EXERCISE TEXT |
[Start of Attachment]

Benchmarks

Choosing the Right Models (So You Don't Burn Money)

Six local models on an RTX 5070 Ti showed why speed, quality, and routing matter more than benchmark bragging rights.

2026-04-12 · 2 min read

The benchmark

Within 24 hours of setting up, I needed data. Which models actually work on this hardware? What are the real speed/quality tradeoffs?

I built a standardized benchmark -- 5 test categories, each scored objectively:

Simple Greeting -- Can it respond coherently and concisely?
Thinking / Reflection -- Can it produce original, structured analysis?
Logical Reasoning -- Can it solve a reasoning puzzle?
Code Generation -- Can it write working Python?
Math -- Can it solve and explain a math problem?

The results

Model	Score (/10)	Avg Response	Best For
gemma4:e4b	10	0.78s	Fast coding, tool orchestration, strict JSON
gpt-oss:20b	10	0.89s	Fast coding, tool orchestration, strict JSON
qwen3.5:9b	10	6.31s	Coding + structured outputs
gemma3:12b	7	0.89s	General chat, quick drafts
glm-4.7-flash	7	78.11s	Deep analysis only; NOT for agent loops
devstral-small-2	3	1.01s	Fallback / experimental only

The model map — at a glance

Here's the benchmark logic as a visual routing map: which models were fast, which were useful, and which ones looked good until latency made them painful.

[End of Attachment]

SUPPLIED DATA |
[Start of Attachment]

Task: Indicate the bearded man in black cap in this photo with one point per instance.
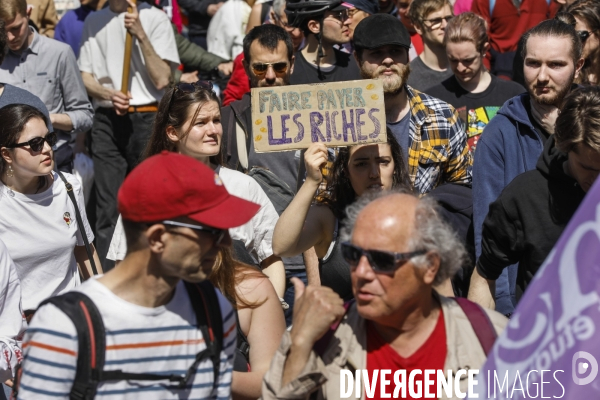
(429, 131)
(322, 22)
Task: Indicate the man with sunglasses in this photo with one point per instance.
(431, 67)
(359, 10)
(322, 22)
(397, 249)
(147, 312)
(429, 131)
(266, 65)
(123, 122)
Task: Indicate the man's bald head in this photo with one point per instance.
(399, 221)
(389, 219)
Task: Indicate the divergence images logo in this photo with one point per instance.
(580, 367)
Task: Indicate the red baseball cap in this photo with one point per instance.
(170, 185)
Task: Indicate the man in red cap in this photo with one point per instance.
(176, 213)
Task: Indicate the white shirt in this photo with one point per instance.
(257, 234)
(161, 340)
(12, 321)
(227, 28)
(103, 50)
(41, 232)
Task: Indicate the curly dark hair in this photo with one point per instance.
(340, 191)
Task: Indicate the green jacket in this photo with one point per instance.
(194, 56)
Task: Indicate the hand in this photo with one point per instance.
(316, 308)
(189, 77)
(315, 157)
(225, 68)
(120, 102)
(132, 22)
(213, 8)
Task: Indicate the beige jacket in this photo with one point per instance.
(347, 350)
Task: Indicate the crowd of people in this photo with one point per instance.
(199, 267)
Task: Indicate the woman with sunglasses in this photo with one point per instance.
(357, 170)
(188, 121)
(38, 222)
(587, 17)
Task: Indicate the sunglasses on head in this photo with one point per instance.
(437, 22)
(37, 144)
(584, 35)
(261, 69)
(380, 261)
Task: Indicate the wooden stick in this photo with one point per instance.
(127, 58)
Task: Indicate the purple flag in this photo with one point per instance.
(551, 346)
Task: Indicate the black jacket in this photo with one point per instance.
(242, 111)
(526, 221)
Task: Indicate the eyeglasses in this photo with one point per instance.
(190, 88)
(217, 234)
(437, 22)
(280, 22)
(584, 35)
(260, 69)
(37, 144)
(380, 261)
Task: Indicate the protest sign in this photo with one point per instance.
(337, 114)
(550, 348)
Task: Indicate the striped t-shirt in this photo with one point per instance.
(162, 340)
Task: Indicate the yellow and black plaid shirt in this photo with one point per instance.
(438, 151)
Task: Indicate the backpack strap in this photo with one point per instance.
(208, 317)
(483, 327)
(79, 222)
(210, 322)
(242, 150)
(92, 341)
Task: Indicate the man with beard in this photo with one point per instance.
(268, 61)
(530, 215)
(322, 22)
(513, 140)
(428, 129)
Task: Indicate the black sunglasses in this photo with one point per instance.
(584, 35)
(190, 88)
(37, 144)
(437, 22)
(261, 69)
(380, 261)
(217, 234)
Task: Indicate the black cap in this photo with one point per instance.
(380, 30)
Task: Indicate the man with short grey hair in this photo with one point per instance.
(398, 248)
(48, 69)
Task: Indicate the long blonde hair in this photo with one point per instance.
(228, 273)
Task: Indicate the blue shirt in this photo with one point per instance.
(400, 130)
(70, 27)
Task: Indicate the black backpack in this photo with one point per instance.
(92, 341)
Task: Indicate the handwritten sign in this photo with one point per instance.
(337, 114)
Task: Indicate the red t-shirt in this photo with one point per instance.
(431, 355)
(417, 42)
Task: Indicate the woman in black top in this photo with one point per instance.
(356, 171)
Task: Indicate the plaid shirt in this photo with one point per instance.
(438, 150)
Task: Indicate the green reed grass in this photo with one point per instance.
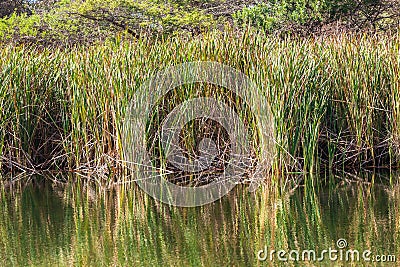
(335, 100)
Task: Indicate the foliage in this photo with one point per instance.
(335, 100)
(310, 15)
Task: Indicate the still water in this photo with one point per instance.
(50, 225)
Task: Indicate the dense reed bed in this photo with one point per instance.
(335, 100)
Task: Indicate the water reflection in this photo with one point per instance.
(88, 226)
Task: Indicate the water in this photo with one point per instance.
(62, 226)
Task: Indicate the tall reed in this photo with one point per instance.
(335, 100)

[End of Attachment]

In the model benchmark page, which model had the slowest average response time, and what was that time?

TASK SOLUTION | glm-4.7-flash, at 78.11 seconds.